EXERCISE AIM → Since pictures are not wanted in the copy, output only the rest of each record exactly.

Point localization data:
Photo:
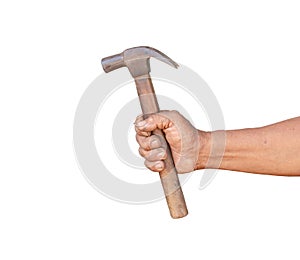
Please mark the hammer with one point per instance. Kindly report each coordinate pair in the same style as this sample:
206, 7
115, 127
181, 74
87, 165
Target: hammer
137, 61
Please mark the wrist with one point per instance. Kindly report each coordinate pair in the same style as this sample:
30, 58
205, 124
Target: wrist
204, 140
212, 149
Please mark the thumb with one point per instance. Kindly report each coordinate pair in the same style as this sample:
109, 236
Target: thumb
154, 121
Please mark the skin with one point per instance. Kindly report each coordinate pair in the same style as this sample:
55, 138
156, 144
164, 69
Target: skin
272, 149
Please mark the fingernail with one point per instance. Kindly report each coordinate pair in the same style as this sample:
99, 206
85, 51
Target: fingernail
158, 166
154, 143
141, 123
161, 154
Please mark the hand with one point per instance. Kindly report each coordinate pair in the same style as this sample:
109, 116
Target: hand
183, 138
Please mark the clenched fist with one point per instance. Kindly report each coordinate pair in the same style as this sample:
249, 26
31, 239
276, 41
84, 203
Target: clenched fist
183, 138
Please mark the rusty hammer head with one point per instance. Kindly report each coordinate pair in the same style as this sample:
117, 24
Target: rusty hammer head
136, 60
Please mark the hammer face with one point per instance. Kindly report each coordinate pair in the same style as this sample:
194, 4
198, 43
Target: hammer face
136, 60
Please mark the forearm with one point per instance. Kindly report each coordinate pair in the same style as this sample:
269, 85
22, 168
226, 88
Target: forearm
273, 149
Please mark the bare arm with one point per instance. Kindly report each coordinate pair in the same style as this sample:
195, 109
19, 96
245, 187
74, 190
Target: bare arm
273, 149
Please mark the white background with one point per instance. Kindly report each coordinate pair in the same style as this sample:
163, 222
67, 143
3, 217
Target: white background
247, 51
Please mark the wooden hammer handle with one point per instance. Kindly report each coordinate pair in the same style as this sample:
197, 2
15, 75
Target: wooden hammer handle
168, 176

SOLUTION →
Photo:
Please mark the hammer with one point per instance. Kindly report each coordinate pair in the same style as this sample:
206, 7
115, 127
181, 74
87, 165
Target: hammer
137, 61
Please mark the wrist with one point per instance. Kindly report each coordinate pair in the same style as this sample:
30, 58
205, 124
Target: wrist
204, 140
212, 149
Please mark the thumb with one point per instance. Kindly report each coordinate pair in the same style as this sample:
109, 236
Target: thumb
154, 121
Please mark the skin with one point per instance. Kindly report each coordinate pair in the same style as this sample:
55, 138
156, 144
164, 69
Target: skin
272, 149
Please mark the fingernail with one point per instance. Kindly report each coordinate pair in the same style as this sample:
99, 206
85, 51
Target: fingernail
158, 166
154, 143
141, 123
161, 154
Please mark the hand with one point per instance. Kindly report each coordinate pair in the same style as this sample:
109, 116
Target: hand
183, 138
Please mark the clenched fist with one point per instance. Kindly report each coordinate pair in the same style as this sample:
249, 26
31, 239
276, 41
84, 203
Target: clenched fist
183, 138
Please mark the rusty hammer head with one point per instance. Kindly report each coordinate pair in the same style as this sample:
117, 24
Target: rusty hammer head
136, 60
Please mark the hammer face with one point per instance. Kindly report each coordinate pair in the same style as this sample:
194, 4
198, 43
Target: hammer face
136, 60
Please mark the forearm with one point per instance. Kindly report each coordinate pair in the same style as this sample:
269, 85
22, 168
226, 88
Target: forearm
273, 149
Please mark the bare arm with one point per instance. Kindly report each coordinate pair in the same style as this sample:
195, 109
19, 96
245, 187
74, 190
Target: bare arm
273, 149
Please mark the white background with one point per instance. Kindly report each coordinate pair in the same style as this sample:
163, 222
67, 143
3, 217
Target: white background
247, 51
Please mark the wooden hammer handle with one point per instance. Kindly report each coordinate pair in the same style as this sample:
197, 2
15, 75
Target: wooden hammer handle
168, 176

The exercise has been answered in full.